--- Activity ---
Please write the next few paragraphs of the news article below about Colombia's medical marijuana decree, picking up after its final line.

--- Extract ---
*-*-*
The President of Colombia, Juan Manuel Santos, signed a decree to regulate the cultivation, processing, import and export of medical marijuana on December 22. Medicinal cannabis has technically been legal in the northern-most South American country since 1986, but national production was hindered because a regulatory system was never established by previous laws.
Santos notified Colombian citizens of the new law, which establishes a system for licensing cultivators, processors and retailers, during a televised speech. Cannabis, in all forms, for medical and scientific use is now legal and able to be regulated in Colombia.
“This decree allows licenses to be granted for the possession of seeds, cannabis plants and marijuana,”
Santos announced from the presidential palace.
“It places Colombia in the group of countries that are at the forefront… in the use of natural resources to fight disease.”
President Juan Manuel Santos signing the decree legalizing the use of medical marijuana, next to Minister of Health Alejandro Gaviria, in Bogota on December 22, 2015 (AFP Photo/Juan Pablo Bello)
*-*-*
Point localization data

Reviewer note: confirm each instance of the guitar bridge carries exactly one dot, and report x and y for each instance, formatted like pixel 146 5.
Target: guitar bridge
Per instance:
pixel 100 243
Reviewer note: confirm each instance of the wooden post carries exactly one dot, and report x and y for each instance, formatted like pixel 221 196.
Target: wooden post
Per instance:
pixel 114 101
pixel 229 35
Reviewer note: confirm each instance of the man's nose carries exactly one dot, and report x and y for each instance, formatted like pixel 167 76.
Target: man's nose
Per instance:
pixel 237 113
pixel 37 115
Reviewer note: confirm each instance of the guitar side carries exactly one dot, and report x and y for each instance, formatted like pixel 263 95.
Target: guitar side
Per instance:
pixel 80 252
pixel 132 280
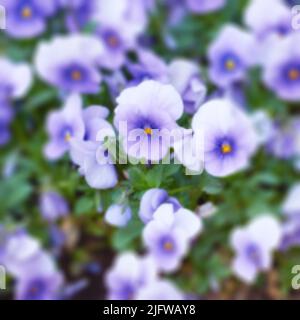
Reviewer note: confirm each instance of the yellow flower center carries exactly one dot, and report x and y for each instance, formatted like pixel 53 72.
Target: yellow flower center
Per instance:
*-*-*
--- Exercise result ---
Now that the decree to regulate medicinal cannabis has been signed, those seeking to cultivate cannabis will be able to apply for licenses through the National Narcotics Council. Manufacturing licenses, for those who wish to process cannabis into concentrates and edibles, will be permitted by the health ministry.
Manufacturing regulations will be just as important as cultivation so that patients can have safe, reliable access to non-smokeable forms of cannabis, like concentrates which can be vaporized and infused foods and tinctures which can be ingested.
“Our goal is for patients to be able to access medications made in Colombia that are safe, high-quality and accessible. It is also an opportunity to promote scientific research in our country,”
The decree also permits health ministry licensed companies to export cannabis products to other countries.
Colombia now joins Uruguay, where cannabis was fully legalized in 2014 and Chile, where the government is also reportedly looking to establish an international sales market for their medical cannabis program, in the group of South American countries which have chosen to reform national cannabis policies.